[Assignment]: Among the entries that follow, tally the lines with the string "wooden". Give no more than the number.

[Listed records]:
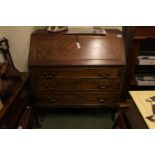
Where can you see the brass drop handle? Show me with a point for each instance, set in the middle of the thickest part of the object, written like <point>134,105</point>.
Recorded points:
<point>102,87</point>
<point>103,75</point>
<point>52,99</point>
<point>49,75</point>
<point>101,100</point>
<point>49,87</point>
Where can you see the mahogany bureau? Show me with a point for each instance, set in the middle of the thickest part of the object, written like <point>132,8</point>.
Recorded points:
<point>76,70</point>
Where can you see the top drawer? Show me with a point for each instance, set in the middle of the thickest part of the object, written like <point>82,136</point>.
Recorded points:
<point>50,73</point>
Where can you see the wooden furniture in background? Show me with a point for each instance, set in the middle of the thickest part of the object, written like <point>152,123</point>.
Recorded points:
<point>13,114</point>
<point>76,70</point>
<point>137,38</point>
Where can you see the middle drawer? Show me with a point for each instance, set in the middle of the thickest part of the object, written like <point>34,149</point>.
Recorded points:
<point>77,84</point>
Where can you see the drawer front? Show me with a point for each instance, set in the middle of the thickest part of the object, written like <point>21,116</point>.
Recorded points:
<point>50,73</point>
<point>77,98</point>
<point>77,84</point>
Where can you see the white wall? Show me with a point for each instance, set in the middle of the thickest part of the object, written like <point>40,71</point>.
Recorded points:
<point>19,42</point>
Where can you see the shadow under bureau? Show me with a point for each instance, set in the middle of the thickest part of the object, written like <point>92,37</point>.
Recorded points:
<point>76,70</point>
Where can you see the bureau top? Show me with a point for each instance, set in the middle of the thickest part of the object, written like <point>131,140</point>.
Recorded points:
<point>59,49</point>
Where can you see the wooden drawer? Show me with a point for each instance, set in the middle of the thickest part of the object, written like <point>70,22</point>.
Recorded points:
<point>77,84</point>
<point>77,98</point>
<point>50,73</point>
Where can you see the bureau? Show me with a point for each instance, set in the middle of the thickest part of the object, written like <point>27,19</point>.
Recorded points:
<point>76,70</point>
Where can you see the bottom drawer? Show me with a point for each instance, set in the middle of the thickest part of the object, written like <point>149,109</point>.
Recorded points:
<point>77,98</point>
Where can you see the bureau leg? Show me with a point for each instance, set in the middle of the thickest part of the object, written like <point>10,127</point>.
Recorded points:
<point>36,119</point>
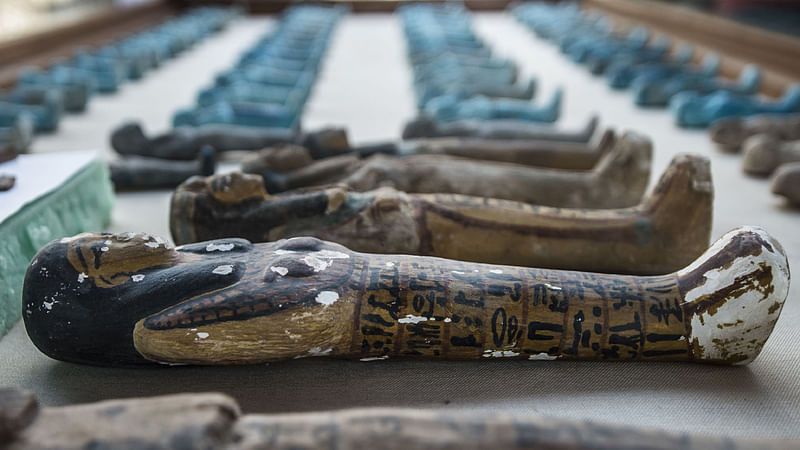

[Answer to this task]: 2